Consuming:消费外部 Agent

消费外部 Agent 是多 Agent 系统的核心能力。与调用普通 HTTP API 不同,消费 A2A Agent 需要处理异步任务、流式响应、错误重试、超时控制等复杂语义。一个健壮的 A2A Client 不仅要能发送请求,还要能管理任务生命周期、处理网络分区、实现熔断降级。

本文将深入讲解如何构建生产级的 A2A 消费端,从基础调用到高级模式。


创建 Client:连接管理的基础

基础 Client 配置

package main

import (
    "context"
    "crypto/tls"
    "fmt"
    "log"
    "net"
    "net/http"
    "time"
    
    "google.golang.org/adk/a2a/client"
)

func createClient() (*a2aclient.Client, error) {
    ctx := context.Background()
    
    // 自定义 HTTP Transport(生产级配置)
    transport := &http.Transport{
        // 连接池配置
        MaxIdleConns:        100,              // 最大空闲连接数
        MaxIdleConnsPerHost: 10,               // 每个主机的最大空闲连接
        MaxConnsPerHost:     50,               // 每个主机的最大连接数
        IdleConnTimeout:     90 * time.Second, // 空闲连接超时
        
        // TLS 配置
        TLSClientConfig: &tls.Config{
            MinVersion: tls.VersionTLS12,
            // 生产环境:验证服务器证书
            InsecureSkipVerify: false,
        },
        
        // 连接超时
        DialContext: (&net.Dialer{
            Timeout:   5 * time.Second,  // 连接超时
            KeepAlive: 30 * time.Second, // TCP KeepAlive
        }).DialContext,
        
        // 响应头超时
        ResponseHeaderTimeout: 10 * time.Second,
        
        // 期望 100-continue 超时
        ExpectContinueTimeout: 1 * time.Second,
        
        // 强制使用 HTTP/2
        ForceAttemptHTTP2: true,
    }
    
    client, err := a2aclient.New(ctx,
        a2aclient.WithURL("https://python-agent.example.com/a2a"),
        a2aclient.WithHTTPClient(&http.Client{
            Transport: transport,
            Timeout:   30 * time.Second, // 总请求超时
        }),
        a2aclient.WithAPIKey("production-api-key"),
        a2aclient.WithRetry(3, time.Second), // 失败重试 3 次,间隔 1s
        a2aclient.WithRequestTimeout(30*time.Second),
    )
    if err != nil {
        return nil, fmt.Errorf("failed to create client: %w", err)
    }
    
    return client, nil
}

连接池优化

A2A Client 的连接池配置直接影响性能:

// 高并发场景下的 Transport 配置
transport := &http.Transport{
    // 大量并发时,增加连接池大小
    MaxIdleConns:        500,
    MaxIdleConnsPerHost: 100,
    MaxConnsPerHost:     200,
    
    // 长连接保持时间(A2A 适合长连接复用)
    IdleConnTimeout:     5 * time.Minute,
    
    // 禁用压缩(如果 Agent 返回大量文本,压缩反而增加 CPU)
    DisableCompression: false,
    
    // TCP 连接复用
    DialContext: (&net.Dialer{
        Timeout:   5 * time.Second,
        KeepAlive: 30 * time.Second,
        // 使用双栈(IPv4 + IPv6)
        DualStack: true,
    }).DialContext,
}

调用外部 Agent:任务生命周期管理

同步调用(简单场景)

- _题目要求 1_:
从关于消费外部 Agent 的正文中摘录自“Consuming:消费外部 Agent”起一直到“本文将深入讲解如何构建生产级的 A2A 消费端,从基础调用到高级模式。”为止的全部内容,一字不改。
- _题目要求 2_:
把记录中从含有“building in the photo above.”的那一行起一直到记录末尾的部分重新写出,其中的“pixel coordinates”一律换成“image coordinates”,其余内容保持不变,只给出这一部分。

- _所列记录_:
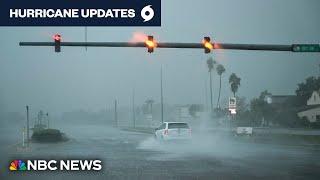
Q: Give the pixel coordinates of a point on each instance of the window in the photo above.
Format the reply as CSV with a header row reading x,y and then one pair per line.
x,y
178,125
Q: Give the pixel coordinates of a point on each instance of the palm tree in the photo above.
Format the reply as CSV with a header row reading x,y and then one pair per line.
x,y
211,63
220,70
234,82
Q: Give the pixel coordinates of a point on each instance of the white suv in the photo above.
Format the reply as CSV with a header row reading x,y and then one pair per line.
x,y
173,131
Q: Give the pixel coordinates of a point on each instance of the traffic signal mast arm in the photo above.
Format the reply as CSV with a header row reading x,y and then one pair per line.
x,y
261,47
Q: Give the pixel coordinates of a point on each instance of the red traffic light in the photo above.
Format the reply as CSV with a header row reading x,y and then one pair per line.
x,y
207,45
57,37
150,44
57,42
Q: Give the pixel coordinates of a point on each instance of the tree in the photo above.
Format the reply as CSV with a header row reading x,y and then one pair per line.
x,y
306,88
220,70
234,82
211,63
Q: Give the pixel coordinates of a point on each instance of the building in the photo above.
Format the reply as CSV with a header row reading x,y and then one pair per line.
x,y
312,111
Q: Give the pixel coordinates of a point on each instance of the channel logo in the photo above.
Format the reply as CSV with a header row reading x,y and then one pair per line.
x,y
17,165
147,13
54,165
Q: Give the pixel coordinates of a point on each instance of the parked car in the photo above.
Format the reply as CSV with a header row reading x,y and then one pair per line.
x,y
173,131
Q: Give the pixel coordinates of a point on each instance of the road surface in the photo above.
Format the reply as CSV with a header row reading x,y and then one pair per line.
x,y
133,155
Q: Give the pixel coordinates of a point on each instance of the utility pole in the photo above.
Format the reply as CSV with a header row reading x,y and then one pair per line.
x,y
48,120
133,110
161,95
211,100
27,107
115,113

- _完整解答 1_:
Consuming:消费外部 Agent

消费外部 Agent 是多 Agent 系统的核心能力。与调用普通 HTTP API 不同,消费 A2A Agent 需要处理异步任务、流式响应、错误重试、超时控制等复杂语义。一个健壮的 A2A Client 不仅要能发送请求,还要能管理任务生命周期、处理网络分区、实现熔断降级。

本文将深入讲解如何构建生产级的 A2A 消费端,从基础调用到高级模式。

- _完整解答 2_:
Q: Give the image coordinates of a point on each instance of the building in the photo above.
Format the reply as CSV with a header row reading x,y and then one pair per line.
x,y
312,111
Q: Give the image coordinates of a point on each instance of the channel logo in the photo above.
Format the reply as CSV with a header row reading x,y and then one pair per line.
x,y
17,165
147,13
54,165
Q: Give the image coordinates of a point on each instance of the parked car in the photo above.
Format the reply as CSV with a header row reading x,y and then one pair per line.
x,y
173,131
Q: Give the image coordinates of a point on each instance of the road surface in the photo above.
Format the reply as CSV with a header row reading x,y and then one pair per line.
x,y
133,155
Q: Give the image coordinates of a point on each instance of the utility pole in the photo above.
Format the reply as CSV with a header row reading x,y and then one pair per line.
x,y
48,120
133,110
161,95
211,100
27,107
115,113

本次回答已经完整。